- _What you are asked to do_: Quote precisely the final stretch of the listing: start at the line containing "### Detector Output" and stop after the last line.

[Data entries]
· · · · · · ·

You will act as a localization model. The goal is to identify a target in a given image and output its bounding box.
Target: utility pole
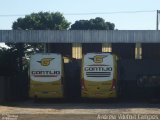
[156,10,160,30]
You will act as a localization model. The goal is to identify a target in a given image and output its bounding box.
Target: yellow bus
[29,53,64,98]
[81,53,117,98]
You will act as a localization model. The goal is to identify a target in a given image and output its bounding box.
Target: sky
[0,0,160,30]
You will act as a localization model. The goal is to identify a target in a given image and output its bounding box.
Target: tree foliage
[71,17,115,30]
[12,12,70,30]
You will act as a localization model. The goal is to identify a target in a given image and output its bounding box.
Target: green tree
[71,17,115,30]
[12,12,70,30]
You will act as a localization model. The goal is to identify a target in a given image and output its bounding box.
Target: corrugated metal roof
[0,30,160,43]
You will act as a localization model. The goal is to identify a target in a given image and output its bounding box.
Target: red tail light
[111,79,116,90]
[81,79,86,89]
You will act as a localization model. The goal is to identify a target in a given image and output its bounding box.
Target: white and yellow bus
[81,53,117,98]
[29,53,64,98]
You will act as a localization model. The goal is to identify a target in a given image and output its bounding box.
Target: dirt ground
[0,101,160,120]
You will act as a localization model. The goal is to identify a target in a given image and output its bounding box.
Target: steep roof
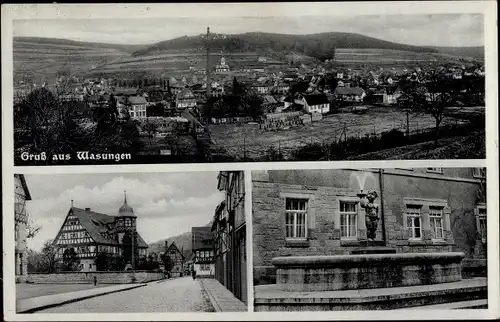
[165,242,185,258]
[304,94,330,105]
[334,87,364,95]
[16,174,31,200]
[128,96,147,105]
[70,207,148,248]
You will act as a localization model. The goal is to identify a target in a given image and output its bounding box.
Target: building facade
[165,241,185,277]
[53,196,148,271]
[192,226,215,277]
[252,168,486,285]
[212,171,247,303]
[14,174,31,280]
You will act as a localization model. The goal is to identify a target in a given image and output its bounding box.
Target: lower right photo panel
[251,168,488,311]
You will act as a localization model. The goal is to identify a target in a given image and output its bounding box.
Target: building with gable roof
[53,195,148,272]
[165,241,186,277]
[14,174,31,280]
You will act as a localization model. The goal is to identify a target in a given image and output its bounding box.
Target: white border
[2,1,500,321]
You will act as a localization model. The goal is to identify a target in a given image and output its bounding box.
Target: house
[128,96,148,119]
[283,95,295,110]
[333,87,366,102]
[53,195,148,272]
[165,241,186,277]
[215,56,229,74]
[299,94,330,114]
[383,86,403,105]
[211,171,247,303]
[252,168,486,286]
[14,174,31,282]
[175,88,196,109]
[191,226,215,278]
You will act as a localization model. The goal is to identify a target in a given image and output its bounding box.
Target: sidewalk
[16,283,147,313]
[198,278,248,312]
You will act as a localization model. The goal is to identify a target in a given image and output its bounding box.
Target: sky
[13,14,484,46]
[25,172,224,250]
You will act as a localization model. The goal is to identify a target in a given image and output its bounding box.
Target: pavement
[254,277,487,303]
[198,278,248,312]
[16,283,109,300]
[16,284,146,313]
[37,276,214,313]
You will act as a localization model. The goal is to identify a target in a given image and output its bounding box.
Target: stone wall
[252,168,486,285]
[26,271,165,284]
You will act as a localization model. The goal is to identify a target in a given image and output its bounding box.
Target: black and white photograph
[252,168,486,312]
[1,0,500,321]
[12,3,486,166]
[15,171,247,313]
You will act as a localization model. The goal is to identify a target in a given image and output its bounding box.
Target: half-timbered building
[165,242,186,277]
[14,174,31,280]
[212,171,247,303]
[53,196,148,271]
[191,226,215,277]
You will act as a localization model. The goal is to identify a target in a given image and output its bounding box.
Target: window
[285,198,307,239]
[429,206,444,239]
[340,201,358,238]
[473,168,486,179]
[478,208,487,239]
[406,205,422,239]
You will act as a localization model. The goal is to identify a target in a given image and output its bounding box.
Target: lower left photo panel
[14,171,249,313]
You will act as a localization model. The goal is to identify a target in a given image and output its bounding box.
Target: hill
[431,46,484,60]
[148,231,192,256]
[13,37,142,83]
[148,223,212,257]
[13,37,147,53]
[132,32,438,60]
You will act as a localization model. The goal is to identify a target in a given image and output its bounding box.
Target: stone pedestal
[350,246,396,255]
[272,253,464,292]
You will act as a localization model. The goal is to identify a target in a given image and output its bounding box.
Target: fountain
[272,171,464,292]
[255,171,486,311]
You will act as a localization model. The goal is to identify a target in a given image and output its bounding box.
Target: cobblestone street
[38,277,214,313]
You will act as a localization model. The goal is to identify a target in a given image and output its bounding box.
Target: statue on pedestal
[358,190,379,240]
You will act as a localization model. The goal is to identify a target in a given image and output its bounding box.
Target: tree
[63,248,80,272]
[161,253,174,272]
[42,240,59,273]
[416,83,453,146]
[142,118,160,139]
[26,215,42,238]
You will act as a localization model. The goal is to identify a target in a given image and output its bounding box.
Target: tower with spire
[115,191,137,244]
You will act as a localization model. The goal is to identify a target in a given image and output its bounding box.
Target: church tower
[115,191,137,244]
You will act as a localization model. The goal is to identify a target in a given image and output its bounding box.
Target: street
[16,283,110,300]
[37,277,213,313]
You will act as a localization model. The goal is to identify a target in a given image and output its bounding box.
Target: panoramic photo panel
[251,168,491,312]
[14,171,249,314]
[13,7,485,165]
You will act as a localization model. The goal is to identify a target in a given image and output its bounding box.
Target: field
[13,40,130,83]
[209,107,474,159]
[13,38,478,83]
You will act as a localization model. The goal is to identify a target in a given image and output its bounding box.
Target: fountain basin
[272,252,464,292]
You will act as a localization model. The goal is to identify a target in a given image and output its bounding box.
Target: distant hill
[148,231,192,256]
[431,46,484,60]
[132,32,438,60]
[148,223,212,257]
[13,37,147,53]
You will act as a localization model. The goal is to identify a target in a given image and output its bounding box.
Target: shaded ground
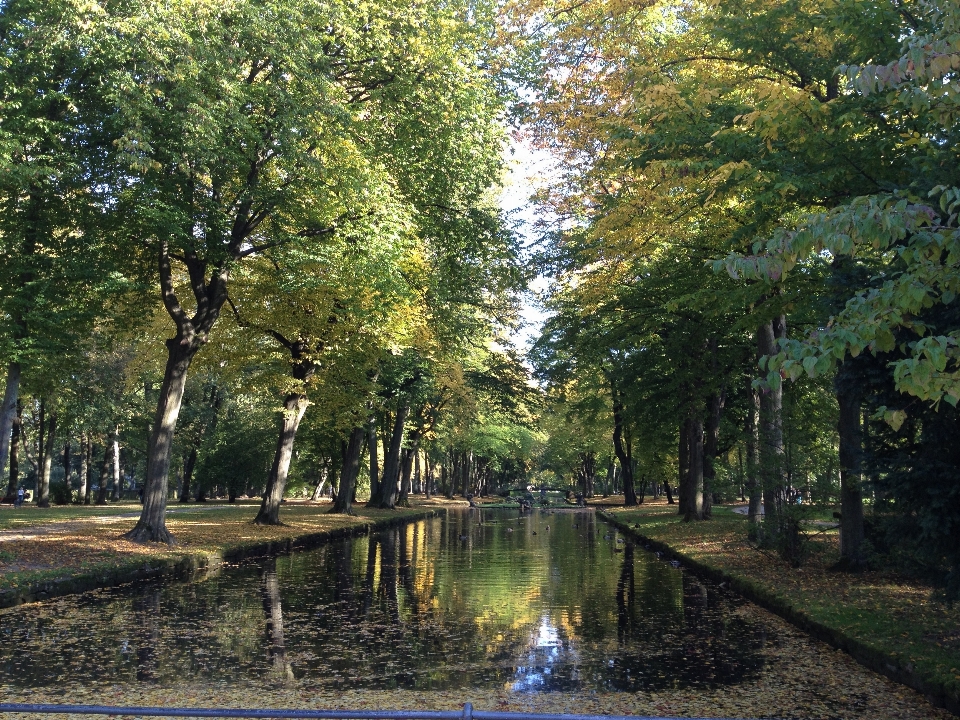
[606,501,960,717]
[0,499,466,592]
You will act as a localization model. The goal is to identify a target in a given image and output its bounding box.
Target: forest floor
[593,497,960,712]
[0,498,467,607]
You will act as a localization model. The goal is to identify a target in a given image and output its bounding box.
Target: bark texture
[836,362,865,570]
[0,362,20,486]
[757,317,785,534]
[331,427,367,514]
[253,393,307,525]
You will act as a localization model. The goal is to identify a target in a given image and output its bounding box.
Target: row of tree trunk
[0,397,123,508]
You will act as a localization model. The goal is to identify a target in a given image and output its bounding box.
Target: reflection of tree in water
[133,587,160,682]
[260,558,293,682]
[0,512,762,690]
[603,544,764,692]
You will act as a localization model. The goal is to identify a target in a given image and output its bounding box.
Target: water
[0,510,767,691]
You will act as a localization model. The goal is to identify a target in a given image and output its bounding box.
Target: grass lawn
[0,498,458,607]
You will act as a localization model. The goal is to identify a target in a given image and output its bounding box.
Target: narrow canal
[0,510,939,717]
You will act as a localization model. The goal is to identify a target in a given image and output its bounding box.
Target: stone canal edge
[0,510,440,609]
[597,510,960,716]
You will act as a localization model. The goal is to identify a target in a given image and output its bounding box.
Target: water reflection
[260,558,294,682]
[0,510,764,691]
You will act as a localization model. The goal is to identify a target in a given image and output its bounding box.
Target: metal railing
[0,703,748,720]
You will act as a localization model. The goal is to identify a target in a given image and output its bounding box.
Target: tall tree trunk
[683,408,703,521]
[37,412,57,507]
[180,444,197,503]
[77,433,90,505]
[440,448,453,500]
[836,362,864,570]
[613,388,637,507]
[63,440,72,492]
[703,390,724,520]
[0,362,20,484]
[124,334,200,545]
[757,316,786,535]
[253,393,307,525]
[677,414,690,517]
[367,412,380,501]
[413,450,423,494]
[97,443,112,505]
[110,425,123,502]
[378,401,410,510]
[83,438,94,505]
[330,427,367,514]
[746,387,763,523]
[397,448,417,507]
[423,450,433,500]
[310,458,330,502]
[4,397,23,502]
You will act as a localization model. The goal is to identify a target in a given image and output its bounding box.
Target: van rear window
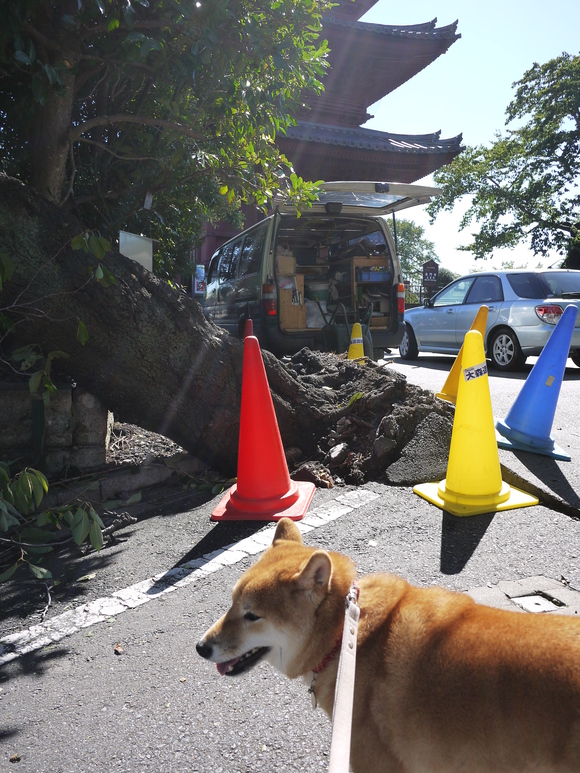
[238,228,266,277]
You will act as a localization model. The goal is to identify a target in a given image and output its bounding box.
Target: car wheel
[399,323,419,360]
[488,327,526,371]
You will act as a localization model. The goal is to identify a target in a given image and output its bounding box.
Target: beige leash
[328,585,360,773]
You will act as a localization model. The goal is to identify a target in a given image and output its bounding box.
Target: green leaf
[0,561,18,582]
[30,473,44,507]
[29,468,48,493]
[77,319,89,346]
[28,563,52,580]
[36,510,52,526]
[24,545,54,555]
[0,510,20,533]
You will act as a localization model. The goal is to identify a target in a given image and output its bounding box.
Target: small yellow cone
[413,330,538,515]
[347,322,365,360]
[435,306,488,403]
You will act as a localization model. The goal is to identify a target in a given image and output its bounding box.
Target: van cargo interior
[275,215,396,330]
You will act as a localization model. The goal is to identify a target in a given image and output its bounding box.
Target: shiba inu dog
[197,519,580,773]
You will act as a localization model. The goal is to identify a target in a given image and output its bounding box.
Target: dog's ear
[272,518,302,545]
[294,550,332,596]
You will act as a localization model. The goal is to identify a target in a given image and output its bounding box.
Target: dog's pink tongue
[216,658,239,676]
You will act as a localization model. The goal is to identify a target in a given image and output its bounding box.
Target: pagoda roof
[301,16,461,127]
[277,121,463,183]
[325,0,377,20]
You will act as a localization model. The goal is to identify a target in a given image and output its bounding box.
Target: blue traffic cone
[495,306,578,462]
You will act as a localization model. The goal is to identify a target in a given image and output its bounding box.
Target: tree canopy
[427,53,580,265]
[0,0,330,276]
[389,218,439,282]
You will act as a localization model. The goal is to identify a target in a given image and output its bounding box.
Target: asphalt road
[0,358,580,773]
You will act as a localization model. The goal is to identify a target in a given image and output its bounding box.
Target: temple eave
[278,137,461,183]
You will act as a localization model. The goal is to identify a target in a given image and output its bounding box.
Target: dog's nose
[195,641,212,660]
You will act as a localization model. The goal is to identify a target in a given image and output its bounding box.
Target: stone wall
[0,384,113,477]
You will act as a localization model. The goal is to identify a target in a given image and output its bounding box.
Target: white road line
[0,490,379,665]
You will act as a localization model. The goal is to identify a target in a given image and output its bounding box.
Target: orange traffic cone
[435,306,489,403]
[347,322,365,360]
[211,335,315,521]
[413,330,538,515]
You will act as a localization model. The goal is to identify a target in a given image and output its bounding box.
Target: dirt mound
[284,349,455,485]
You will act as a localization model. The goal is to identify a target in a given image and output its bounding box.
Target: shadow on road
[513,451,580,508]
[440,511,494,574]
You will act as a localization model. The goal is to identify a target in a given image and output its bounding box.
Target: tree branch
[78,137,159,163]
[69,113,203,140]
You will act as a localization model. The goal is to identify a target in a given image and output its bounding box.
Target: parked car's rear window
[506,272,546,298]
[539,271,580,298]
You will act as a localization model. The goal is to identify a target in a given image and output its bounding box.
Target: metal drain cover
[512,594,560,612]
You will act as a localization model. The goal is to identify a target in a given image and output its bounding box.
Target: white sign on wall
[119,231,153,271]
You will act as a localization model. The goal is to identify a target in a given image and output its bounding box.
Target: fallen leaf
[77,572,97,582]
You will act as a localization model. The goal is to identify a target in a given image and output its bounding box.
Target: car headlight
[536,304,564,325]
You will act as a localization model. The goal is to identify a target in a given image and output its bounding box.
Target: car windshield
[538,271,580,298]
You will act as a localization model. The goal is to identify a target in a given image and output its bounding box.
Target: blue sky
[362,0,580,273]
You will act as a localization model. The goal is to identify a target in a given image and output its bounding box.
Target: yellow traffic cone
[435,306,488,403]
[413,330,538,515]
[347,322,365,360]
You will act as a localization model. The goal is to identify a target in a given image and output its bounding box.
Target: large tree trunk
[0,176,449,474]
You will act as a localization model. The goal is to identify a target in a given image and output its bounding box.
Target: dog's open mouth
[216,647,270,676]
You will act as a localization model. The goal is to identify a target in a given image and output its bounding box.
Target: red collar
[312,580,359,674]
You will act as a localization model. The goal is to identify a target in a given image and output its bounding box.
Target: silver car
[399,269,580,371]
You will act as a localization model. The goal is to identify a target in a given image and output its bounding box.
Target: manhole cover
[512,594,561,612]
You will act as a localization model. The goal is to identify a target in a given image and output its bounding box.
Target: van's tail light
[397,284,405,316]
[536,304,564,325]
[262,284,278,317]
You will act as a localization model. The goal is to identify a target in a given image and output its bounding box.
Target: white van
[202,182,440,357]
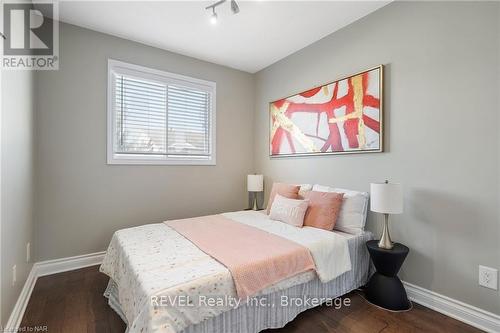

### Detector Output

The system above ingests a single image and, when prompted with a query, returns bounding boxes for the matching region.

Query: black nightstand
[365,240,411,311]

· · · · · · ·

- _Output below_:
### Detector Output

The system above ingests a single image and, when prompted with a query, returns bounding boxes for the matching region.

Query: black nightstand
[365,240,411,311]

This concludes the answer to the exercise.